Entries taken from a collection:
/---
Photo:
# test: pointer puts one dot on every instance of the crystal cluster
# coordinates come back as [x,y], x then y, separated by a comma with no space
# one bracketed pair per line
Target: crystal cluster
\---
**Directive:** Can you recast every line of the rows above as a JSON list of strings, one string per line, with blank lines left out?

**The output:**
[
  "Photo:",
  "# test: pointer puts one dot on every instance of the crystal cluster",
  "# coordinates come back as [x,y], x then y, separated by a comma with no space",
  "# one bracketed pair per line",
  "Target: crystal cluster"
]